WHAT THE EXERCISE ASKS
Output, character for character, the lines of the items below, starting with the line containing "Practice step: pin every instance of the striped" and continuing through the line containing "[(11, 118)]", with both of those lines included.

Entries for pointing and labeling
** BEGIN **
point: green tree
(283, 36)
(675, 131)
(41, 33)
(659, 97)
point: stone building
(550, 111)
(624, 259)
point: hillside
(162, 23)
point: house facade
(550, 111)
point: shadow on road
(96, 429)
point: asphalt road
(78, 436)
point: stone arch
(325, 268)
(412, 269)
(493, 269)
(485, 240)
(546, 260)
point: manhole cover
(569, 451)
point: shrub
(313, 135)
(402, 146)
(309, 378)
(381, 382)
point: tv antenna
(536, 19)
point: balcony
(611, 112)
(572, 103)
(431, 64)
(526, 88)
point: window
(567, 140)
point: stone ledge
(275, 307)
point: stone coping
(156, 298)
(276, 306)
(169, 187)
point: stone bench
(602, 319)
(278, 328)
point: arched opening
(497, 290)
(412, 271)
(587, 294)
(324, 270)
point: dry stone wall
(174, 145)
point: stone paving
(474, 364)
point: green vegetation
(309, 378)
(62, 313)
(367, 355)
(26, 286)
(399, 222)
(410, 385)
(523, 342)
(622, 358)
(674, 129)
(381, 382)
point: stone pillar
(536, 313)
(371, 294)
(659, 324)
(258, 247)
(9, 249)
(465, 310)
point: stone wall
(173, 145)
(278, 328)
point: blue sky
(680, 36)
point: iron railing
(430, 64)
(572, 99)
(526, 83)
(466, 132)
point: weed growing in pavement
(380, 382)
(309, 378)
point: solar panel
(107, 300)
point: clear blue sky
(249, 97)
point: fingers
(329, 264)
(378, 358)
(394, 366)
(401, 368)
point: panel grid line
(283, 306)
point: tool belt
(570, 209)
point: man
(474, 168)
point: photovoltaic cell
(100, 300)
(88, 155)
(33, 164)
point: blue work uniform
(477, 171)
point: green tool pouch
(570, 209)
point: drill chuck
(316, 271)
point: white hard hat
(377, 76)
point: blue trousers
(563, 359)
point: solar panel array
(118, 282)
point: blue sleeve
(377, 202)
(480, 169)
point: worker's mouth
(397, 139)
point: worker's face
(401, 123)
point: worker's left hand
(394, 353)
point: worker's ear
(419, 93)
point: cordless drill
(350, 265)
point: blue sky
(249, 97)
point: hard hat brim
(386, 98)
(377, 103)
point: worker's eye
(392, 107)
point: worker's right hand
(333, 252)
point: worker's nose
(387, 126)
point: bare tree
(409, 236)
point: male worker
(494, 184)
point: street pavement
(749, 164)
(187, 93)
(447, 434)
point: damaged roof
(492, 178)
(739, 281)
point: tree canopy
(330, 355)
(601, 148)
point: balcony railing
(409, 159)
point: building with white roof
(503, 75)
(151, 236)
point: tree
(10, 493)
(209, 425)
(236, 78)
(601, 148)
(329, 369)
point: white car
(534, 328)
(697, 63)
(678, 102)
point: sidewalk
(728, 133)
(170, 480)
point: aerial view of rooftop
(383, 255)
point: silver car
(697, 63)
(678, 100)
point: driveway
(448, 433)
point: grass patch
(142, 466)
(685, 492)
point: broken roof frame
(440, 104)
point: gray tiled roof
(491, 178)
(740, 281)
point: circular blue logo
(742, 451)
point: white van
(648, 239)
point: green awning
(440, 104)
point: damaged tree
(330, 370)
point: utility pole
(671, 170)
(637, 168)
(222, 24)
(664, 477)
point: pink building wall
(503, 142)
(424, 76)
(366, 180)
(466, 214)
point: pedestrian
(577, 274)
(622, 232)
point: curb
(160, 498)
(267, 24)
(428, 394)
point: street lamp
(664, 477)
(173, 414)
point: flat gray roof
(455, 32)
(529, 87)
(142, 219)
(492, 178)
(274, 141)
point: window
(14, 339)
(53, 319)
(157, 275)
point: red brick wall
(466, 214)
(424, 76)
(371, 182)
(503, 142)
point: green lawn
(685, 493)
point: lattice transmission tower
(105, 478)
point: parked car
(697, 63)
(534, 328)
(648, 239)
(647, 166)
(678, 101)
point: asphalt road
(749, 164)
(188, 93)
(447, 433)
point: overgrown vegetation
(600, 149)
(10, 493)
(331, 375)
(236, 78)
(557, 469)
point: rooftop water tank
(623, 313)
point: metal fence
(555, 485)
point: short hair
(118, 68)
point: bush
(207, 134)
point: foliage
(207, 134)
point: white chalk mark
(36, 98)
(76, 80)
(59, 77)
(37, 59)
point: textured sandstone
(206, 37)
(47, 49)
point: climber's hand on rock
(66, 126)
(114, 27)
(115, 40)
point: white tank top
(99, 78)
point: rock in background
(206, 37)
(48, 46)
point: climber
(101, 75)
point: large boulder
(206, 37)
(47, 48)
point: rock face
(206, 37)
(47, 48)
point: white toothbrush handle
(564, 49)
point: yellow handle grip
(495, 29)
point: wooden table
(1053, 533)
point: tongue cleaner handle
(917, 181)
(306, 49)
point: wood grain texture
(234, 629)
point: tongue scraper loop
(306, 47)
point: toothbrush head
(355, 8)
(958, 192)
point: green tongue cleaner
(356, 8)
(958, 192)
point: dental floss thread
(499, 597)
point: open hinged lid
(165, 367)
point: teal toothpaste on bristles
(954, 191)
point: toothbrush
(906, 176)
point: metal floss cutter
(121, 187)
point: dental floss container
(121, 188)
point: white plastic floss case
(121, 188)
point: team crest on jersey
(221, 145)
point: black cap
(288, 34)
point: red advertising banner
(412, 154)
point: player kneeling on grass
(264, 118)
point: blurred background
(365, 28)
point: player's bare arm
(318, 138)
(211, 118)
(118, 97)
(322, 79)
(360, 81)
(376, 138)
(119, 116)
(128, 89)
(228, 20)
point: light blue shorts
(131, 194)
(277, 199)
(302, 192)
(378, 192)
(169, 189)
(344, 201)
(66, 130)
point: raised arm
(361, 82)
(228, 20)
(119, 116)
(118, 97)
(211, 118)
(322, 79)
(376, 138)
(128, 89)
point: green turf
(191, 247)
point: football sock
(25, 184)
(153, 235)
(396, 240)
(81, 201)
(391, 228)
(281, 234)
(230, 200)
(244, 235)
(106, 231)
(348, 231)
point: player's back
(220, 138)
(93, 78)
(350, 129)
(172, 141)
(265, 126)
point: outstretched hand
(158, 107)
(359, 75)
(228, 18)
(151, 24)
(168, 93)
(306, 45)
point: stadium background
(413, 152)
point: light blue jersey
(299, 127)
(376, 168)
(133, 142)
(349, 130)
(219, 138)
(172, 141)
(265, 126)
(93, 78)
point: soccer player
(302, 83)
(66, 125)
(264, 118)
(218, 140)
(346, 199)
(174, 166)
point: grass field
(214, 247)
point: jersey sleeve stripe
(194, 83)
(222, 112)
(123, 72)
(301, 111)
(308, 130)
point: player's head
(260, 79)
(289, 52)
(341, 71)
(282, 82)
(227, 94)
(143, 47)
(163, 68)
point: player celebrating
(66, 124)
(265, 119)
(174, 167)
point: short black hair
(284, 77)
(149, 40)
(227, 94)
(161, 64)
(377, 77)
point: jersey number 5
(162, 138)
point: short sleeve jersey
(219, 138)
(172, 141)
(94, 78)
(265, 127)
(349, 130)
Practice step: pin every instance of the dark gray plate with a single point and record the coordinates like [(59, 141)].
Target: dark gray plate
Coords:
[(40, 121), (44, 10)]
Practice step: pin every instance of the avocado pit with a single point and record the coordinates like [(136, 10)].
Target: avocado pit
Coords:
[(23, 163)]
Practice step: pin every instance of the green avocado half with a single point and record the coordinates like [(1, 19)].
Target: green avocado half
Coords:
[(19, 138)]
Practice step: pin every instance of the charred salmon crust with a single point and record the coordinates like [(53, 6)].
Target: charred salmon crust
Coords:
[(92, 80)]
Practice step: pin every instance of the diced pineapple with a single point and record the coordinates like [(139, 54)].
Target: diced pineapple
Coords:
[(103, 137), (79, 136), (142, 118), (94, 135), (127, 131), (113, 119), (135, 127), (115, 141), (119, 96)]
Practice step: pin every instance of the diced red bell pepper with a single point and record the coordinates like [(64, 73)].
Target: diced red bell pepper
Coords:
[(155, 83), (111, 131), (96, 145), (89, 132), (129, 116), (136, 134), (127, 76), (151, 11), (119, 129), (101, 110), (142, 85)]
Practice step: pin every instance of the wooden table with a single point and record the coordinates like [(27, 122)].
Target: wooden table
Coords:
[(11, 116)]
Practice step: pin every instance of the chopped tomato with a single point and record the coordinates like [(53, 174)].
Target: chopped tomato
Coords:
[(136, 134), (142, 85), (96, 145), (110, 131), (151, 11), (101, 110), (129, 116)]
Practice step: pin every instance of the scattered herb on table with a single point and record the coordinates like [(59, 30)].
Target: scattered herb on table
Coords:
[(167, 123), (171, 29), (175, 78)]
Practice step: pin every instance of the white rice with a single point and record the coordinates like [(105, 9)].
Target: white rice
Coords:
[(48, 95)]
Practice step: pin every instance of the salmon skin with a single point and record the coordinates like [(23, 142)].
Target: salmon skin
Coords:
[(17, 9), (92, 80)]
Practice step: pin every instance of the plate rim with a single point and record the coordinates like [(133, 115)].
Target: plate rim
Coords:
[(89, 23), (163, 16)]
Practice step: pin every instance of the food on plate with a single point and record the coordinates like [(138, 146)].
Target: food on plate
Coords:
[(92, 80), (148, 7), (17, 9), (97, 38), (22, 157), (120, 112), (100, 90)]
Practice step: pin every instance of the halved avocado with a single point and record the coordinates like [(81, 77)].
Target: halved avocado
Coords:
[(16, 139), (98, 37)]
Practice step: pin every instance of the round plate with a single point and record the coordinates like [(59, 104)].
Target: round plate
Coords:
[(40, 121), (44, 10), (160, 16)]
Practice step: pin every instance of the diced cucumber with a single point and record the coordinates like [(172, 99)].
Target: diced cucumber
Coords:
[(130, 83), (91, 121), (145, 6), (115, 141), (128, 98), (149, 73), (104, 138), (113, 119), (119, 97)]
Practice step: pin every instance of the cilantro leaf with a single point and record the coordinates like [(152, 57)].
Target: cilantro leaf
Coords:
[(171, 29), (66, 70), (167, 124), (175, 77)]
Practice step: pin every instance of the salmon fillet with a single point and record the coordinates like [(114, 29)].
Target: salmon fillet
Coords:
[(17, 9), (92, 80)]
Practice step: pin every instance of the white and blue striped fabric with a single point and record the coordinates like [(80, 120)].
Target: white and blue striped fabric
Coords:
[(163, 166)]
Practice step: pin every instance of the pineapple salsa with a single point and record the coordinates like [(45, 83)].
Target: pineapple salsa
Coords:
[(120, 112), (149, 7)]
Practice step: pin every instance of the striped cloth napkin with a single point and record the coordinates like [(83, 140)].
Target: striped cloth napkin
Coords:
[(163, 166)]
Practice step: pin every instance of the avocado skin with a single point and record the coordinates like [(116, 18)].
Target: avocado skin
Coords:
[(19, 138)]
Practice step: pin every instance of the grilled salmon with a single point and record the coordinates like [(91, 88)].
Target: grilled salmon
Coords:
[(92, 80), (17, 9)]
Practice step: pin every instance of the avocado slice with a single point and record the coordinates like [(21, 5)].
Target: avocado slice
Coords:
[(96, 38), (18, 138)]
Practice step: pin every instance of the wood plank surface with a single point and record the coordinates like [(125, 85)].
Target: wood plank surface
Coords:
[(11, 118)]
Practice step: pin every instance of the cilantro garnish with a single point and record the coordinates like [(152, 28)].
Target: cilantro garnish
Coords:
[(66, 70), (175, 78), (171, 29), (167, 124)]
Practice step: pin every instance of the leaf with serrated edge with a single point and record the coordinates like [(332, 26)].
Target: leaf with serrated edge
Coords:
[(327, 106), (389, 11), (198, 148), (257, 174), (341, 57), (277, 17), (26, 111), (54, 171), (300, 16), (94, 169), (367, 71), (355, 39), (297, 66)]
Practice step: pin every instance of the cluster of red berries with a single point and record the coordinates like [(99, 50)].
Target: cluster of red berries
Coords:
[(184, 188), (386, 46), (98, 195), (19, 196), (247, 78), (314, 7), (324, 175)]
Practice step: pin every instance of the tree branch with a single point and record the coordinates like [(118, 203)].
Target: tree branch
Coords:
** END **
FINAL ANSWER
Practice step: pin every instance of the striped cloth napkin with a single point and record the coordinates like [(83, 140)].
Target: striped cloth napkin
Coords:
[(163, 166)]
Practice step: pin every instance of the avocado skin with a single point and record the coordinates like [(116, 18)].
Target: avocado skin
Coords:
[(19, 138)]
Practice step: pin every instance of the grilled salmon with a single point and record the coordinates like [(91, 88)].
Target: grilled salmon
Coords:
[(92, 80), (17, 9)]
Practice step: pin every instance of the avocado slice with a single point and record the coordinates like [(21, 5)].
Target: avocado slice
Coords:
[(96, 38), (18, 138)]
Practice step: pin every instance of the wood plank surface with a single point and record the coordinates like [(125, 85)].
Target: wood plank surface
Coords:
[(11, 118)]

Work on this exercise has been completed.